How to complete this task:
Look over the listing below and say how many of its lines include the string "dotted"; give no more than that number.

-------------------------

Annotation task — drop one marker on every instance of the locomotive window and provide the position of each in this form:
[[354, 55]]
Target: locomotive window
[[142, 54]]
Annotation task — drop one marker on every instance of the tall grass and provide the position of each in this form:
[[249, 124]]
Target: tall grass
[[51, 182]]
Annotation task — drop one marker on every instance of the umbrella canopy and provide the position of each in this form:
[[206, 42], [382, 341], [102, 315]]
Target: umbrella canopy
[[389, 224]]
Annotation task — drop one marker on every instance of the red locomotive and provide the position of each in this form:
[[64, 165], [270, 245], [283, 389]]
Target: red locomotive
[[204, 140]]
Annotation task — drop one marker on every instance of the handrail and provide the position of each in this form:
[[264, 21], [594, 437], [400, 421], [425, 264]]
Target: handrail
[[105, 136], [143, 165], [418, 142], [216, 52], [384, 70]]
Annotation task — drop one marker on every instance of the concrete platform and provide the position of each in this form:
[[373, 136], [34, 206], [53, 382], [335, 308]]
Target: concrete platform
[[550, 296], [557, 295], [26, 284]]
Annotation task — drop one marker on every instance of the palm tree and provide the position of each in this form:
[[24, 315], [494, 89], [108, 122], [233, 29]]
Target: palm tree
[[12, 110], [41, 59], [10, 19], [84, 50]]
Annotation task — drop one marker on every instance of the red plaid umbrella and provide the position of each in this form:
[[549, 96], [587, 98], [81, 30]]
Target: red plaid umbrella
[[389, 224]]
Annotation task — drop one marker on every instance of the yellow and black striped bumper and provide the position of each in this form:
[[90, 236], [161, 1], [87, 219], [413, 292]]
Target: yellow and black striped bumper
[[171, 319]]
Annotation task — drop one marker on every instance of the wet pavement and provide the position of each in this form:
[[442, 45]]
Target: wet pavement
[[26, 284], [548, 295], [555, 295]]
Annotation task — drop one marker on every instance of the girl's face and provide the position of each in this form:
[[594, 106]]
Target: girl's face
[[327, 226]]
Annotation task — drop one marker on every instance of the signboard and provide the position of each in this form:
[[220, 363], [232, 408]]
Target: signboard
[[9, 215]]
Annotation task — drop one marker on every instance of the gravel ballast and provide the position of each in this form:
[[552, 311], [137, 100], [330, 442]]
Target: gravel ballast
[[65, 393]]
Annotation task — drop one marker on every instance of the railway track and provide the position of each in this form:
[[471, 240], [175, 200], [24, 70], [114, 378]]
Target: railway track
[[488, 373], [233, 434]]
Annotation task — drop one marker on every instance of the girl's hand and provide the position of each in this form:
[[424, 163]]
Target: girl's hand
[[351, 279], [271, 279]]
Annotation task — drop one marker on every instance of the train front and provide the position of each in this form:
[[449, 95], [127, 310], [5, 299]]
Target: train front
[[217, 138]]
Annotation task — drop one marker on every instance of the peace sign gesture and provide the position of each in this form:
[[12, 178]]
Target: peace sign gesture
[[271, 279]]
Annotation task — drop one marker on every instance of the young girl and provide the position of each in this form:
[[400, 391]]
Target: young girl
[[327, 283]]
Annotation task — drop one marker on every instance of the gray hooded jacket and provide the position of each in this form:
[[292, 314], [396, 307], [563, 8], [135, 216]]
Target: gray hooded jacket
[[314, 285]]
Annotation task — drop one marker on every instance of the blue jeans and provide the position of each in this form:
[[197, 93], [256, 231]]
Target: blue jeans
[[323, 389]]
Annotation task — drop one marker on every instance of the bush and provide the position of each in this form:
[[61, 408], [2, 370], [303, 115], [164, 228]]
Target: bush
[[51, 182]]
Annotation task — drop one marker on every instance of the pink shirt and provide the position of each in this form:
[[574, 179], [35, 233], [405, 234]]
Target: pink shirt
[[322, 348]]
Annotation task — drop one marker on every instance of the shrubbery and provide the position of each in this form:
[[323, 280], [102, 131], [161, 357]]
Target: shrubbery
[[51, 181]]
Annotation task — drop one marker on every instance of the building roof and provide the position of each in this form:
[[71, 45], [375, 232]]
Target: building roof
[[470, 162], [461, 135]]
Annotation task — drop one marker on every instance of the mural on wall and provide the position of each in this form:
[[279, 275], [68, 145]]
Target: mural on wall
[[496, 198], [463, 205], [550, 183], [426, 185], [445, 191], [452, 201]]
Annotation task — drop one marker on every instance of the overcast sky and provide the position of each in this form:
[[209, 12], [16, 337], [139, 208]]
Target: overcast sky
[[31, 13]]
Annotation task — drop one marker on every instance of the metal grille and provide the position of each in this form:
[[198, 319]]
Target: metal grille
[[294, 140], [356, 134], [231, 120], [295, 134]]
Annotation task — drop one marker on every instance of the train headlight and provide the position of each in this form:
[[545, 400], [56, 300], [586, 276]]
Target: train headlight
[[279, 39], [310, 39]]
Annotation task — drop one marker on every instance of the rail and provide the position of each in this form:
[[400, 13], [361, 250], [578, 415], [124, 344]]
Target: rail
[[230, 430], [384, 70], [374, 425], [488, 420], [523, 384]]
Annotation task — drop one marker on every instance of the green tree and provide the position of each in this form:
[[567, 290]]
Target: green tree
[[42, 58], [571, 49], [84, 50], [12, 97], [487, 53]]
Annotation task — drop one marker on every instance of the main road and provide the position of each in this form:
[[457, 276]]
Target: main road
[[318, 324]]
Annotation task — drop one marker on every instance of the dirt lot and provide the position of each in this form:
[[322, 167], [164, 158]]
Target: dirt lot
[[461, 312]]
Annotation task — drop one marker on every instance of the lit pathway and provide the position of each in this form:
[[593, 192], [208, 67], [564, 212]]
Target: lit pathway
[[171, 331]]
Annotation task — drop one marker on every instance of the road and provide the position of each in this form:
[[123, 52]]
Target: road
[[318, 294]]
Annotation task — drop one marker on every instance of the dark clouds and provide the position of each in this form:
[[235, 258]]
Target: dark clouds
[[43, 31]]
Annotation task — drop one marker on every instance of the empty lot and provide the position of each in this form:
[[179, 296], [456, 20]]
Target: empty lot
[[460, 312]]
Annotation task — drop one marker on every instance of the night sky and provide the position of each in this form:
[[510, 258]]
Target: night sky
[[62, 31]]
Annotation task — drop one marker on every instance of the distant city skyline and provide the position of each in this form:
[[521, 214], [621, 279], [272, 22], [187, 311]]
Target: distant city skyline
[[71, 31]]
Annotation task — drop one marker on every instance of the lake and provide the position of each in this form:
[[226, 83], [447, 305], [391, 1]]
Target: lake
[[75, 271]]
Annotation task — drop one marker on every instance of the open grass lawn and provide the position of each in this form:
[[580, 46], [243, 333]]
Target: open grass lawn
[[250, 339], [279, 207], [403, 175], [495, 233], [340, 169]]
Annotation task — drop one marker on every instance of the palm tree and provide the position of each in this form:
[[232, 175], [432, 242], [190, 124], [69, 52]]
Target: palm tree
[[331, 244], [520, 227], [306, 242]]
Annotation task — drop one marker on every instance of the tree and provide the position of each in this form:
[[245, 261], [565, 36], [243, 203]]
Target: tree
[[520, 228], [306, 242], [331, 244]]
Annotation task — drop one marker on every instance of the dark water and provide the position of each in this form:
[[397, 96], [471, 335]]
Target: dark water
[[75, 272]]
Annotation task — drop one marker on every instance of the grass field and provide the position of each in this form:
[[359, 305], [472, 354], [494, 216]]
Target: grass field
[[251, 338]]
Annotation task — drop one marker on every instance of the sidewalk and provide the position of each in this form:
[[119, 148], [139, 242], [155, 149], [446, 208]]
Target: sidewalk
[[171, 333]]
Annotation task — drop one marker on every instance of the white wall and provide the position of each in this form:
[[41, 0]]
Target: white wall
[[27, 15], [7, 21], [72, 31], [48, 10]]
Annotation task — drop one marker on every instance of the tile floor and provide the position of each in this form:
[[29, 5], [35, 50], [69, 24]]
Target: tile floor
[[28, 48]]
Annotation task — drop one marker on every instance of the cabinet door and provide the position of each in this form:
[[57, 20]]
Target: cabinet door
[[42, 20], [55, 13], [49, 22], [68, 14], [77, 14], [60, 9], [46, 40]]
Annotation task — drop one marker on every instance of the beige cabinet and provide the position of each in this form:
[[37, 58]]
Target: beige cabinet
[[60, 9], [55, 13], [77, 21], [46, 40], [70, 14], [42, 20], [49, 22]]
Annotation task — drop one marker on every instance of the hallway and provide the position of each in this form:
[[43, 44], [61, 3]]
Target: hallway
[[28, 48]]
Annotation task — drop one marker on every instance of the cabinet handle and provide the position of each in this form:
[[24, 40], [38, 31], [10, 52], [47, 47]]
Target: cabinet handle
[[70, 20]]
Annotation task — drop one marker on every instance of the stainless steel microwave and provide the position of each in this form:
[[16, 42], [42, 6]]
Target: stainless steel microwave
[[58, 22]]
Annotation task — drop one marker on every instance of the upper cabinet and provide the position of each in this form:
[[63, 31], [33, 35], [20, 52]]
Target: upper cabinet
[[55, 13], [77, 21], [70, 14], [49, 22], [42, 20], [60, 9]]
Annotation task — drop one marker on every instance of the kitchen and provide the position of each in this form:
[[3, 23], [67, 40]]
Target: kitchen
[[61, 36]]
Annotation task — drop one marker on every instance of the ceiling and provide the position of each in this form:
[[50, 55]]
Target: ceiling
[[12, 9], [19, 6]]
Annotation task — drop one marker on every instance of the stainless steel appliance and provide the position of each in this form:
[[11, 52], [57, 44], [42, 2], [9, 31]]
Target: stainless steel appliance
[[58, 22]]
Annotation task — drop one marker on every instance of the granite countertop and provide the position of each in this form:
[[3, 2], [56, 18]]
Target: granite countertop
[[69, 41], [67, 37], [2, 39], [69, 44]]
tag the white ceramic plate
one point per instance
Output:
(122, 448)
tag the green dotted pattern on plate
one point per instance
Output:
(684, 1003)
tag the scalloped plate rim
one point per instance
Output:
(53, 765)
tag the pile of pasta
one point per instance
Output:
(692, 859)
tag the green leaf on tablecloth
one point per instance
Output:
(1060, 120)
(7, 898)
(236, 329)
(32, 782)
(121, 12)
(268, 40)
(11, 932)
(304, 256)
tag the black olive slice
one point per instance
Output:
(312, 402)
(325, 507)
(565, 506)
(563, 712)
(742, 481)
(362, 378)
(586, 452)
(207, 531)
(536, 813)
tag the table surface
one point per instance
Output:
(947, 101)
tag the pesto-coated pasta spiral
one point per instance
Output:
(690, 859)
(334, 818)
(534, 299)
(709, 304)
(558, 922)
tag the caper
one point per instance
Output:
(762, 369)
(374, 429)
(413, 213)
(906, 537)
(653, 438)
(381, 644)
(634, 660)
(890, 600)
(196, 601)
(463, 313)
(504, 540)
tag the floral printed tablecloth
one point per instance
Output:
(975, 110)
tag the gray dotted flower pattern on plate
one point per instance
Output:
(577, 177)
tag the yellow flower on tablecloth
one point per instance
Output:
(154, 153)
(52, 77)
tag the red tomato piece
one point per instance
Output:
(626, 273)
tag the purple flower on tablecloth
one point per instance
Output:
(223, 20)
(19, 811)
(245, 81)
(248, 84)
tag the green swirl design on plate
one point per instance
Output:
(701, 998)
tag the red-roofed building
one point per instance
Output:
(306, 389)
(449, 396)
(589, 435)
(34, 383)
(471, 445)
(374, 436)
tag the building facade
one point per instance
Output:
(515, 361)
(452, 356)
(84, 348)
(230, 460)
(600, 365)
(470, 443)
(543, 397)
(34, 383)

-------------------------

Written solution:
2